**Exercise details**: Exactly as they stand, set down all of the records again.

**Provided material**:
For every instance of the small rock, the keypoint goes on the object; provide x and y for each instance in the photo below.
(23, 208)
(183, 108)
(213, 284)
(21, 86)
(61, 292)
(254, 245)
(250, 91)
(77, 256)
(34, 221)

**Solved problem**:
For every instance of the small rock, the keypoint goes on the object; provide x and y for each instance in the photo below.
(23, 208)
(183, 108)
(213, 284)
(21, 86)
(61, 292)
(254, 245)
(250, 91)
(77, 256)
(34, 221)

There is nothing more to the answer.